__Quoted text__.
>> BEGIN

# Linear Algebra Review

In [1]:
import numpy as np

## Linear Algebra and Machine Learning
* Ranking web pages in order of importance
    * Solved as the problem of finding the eigenvector of the page score matrix
* Dimensionality reduction - Principal Component Analysis
* Movie recommendation
    * Use singular value decomposition (SVD) to break down user-movie into user-feature and movie-feature matrices, keeping only the top $k$-ranks to identify the best matches
* Topic modeling
    * Extensive use of SVD and matrix factorization can be found in Natural Language Processing, specifically in topic modeling and semantic analysis
*All of the compute-intensive operations in deep learning are matrix manipulation
    *Forward inference and backward propagation of gradients
    *Convolution and de-convolution can be understood as matrix ops
    *Recurrance function in RNN is non-linearity applied element-by-element to matrix-vector op

## Vectors

A vector can be represented by an array of real numbers

$$\boldsymbol{x} = [x_1, x_2, \ldots, x_n]$$

Geometrically, a vector specifies the coordinates of the tip of the vector if the tail were placed at the origin

The norm of a vector $\boldsymbol{x}$ is defined by

$$||\boldsymbol{x}|| = \sqrt{x_1^2 + x_2^2 + \cdots + x_n^2}$$

In [2]:
x = np.array([1,2,3,4])

>> END

__Stored records__.
>> BEGIN

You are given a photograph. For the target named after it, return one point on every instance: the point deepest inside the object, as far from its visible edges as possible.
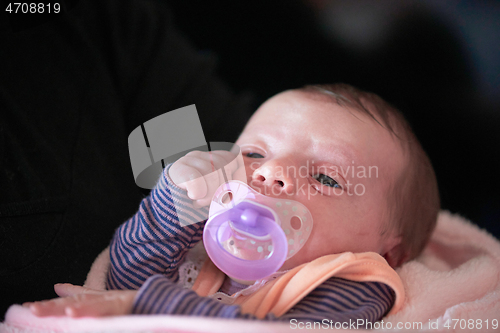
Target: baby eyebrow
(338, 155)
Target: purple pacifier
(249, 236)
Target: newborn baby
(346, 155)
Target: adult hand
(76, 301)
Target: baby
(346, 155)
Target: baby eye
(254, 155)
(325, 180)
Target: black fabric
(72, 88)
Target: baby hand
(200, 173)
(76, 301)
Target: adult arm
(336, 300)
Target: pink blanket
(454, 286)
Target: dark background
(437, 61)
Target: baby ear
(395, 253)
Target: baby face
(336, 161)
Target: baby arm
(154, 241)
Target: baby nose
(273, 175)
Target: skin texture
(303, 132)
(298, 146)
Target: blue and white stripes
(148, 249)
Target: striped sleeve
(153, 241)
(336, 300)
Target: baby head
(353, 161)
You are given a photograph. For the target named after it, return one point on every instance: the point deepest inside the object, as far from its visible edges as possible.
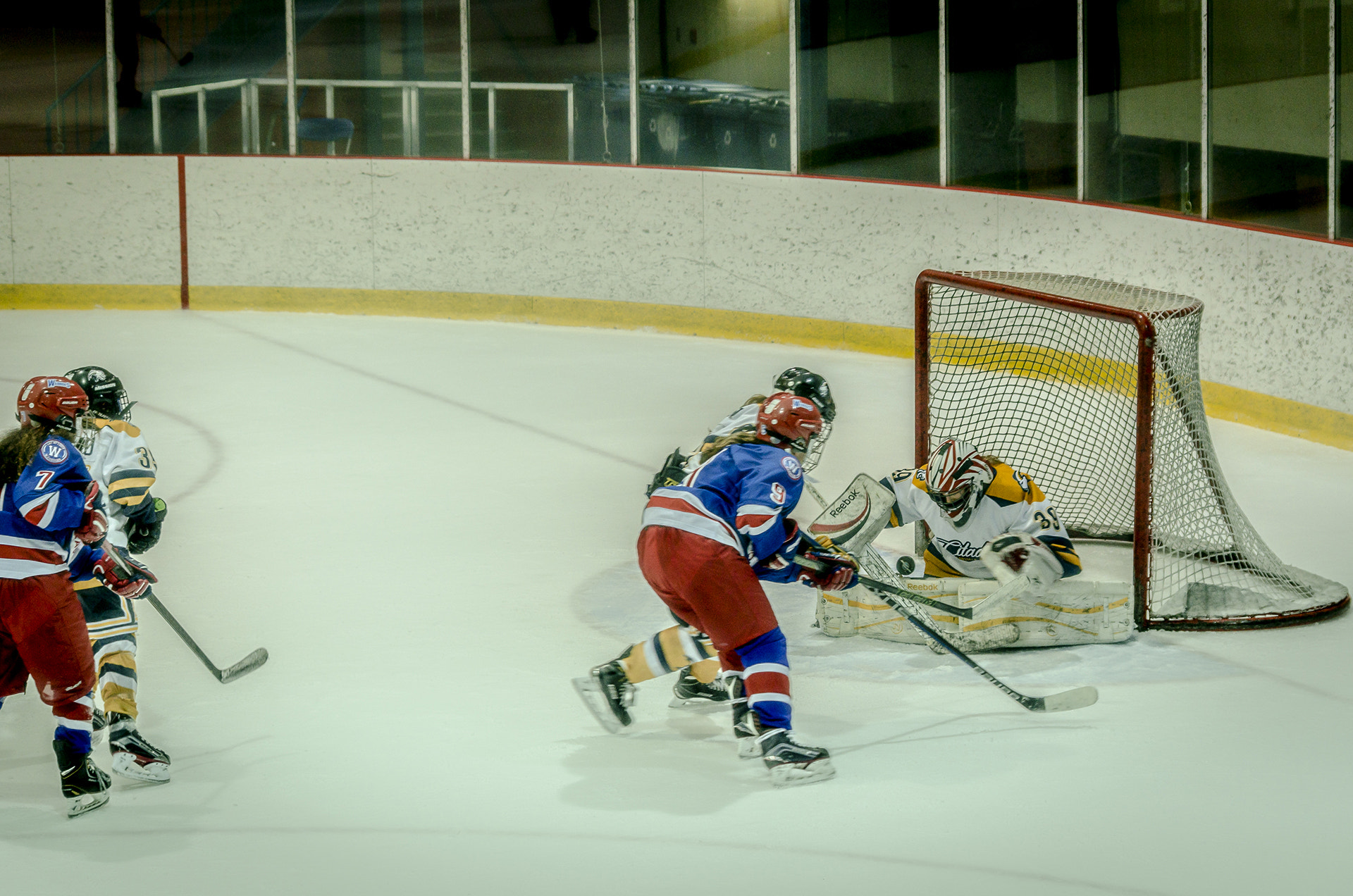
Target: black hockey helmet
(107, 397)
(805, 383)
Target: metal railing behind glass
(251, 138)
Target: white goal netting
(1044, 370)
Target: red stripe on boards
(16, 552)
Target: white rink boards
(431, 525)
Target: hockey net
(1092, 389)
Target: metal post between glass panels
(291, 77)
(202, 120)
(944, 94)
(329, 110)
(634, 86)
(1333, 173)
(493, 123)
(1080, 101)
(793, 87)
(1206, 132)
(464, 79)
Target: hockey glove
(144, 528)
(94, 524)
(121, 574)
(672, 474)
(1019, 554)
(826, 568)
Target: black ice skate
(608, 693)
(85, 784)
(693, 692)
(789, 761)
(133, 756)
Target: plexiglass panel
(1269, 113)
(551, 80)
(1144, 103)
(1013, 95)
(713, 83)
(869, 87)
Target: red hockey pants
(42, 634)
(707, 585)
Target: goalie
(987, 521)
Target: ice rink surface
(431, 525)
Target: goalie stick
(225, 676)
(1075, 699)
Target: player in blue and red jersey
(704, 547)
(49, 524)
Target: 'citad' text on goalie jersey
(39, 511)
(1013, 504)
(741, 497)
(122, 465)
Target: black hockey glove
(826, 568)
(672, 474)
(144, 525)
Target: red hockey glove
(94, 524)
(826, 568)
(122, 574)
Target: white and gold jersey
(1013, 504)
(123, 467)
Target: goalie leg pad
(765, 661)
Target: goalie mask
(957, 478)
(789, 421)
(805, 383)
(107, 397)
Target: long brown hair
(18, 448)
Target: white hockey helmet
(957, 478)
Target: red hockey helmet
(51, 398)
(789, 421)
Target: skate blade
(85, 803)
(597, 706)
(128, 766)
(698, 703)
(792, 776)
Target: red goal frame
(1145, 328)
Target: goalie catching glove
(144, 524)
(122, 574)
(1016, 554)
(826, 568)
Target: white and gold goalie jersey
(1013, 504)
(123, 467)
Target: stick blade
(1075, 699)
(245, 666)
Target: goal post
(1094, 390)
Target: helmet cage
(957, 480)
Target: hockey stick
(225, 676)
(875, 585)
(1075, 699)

>> END

__Instructions__.
a – Answer these questions using the linear algebra review:
(i) Ranking web pages by importance is solved as what problem?
(ii) For movie recommendation, what technique breaks down the user-movie matrix?
(iii) By what can a vector be represented?
b – Revise the linear algebra review, starting at "Geometrically, a vector" and ending at "x = np.array([1,2,3,4])", and replace "tip" with "head".

__Solutions per task__.
a –
(i) Finding the eigenvector of the page score matrix
(ii) Singular value decomposition (SVD)
(iii) An array of real numbers

b –
Geometrically, a vector specifies the coordinates of the head of the vector if the tail were placed at the origin

The norm of a vector $\boldsymbol{x}$ is defined by

$$||\boldsymbol{x}|| = \sqrt{x_1^2 + x_2^2 + \cdots + x_n^2}$$

In [2]:
x = np.array([1,2,3,4])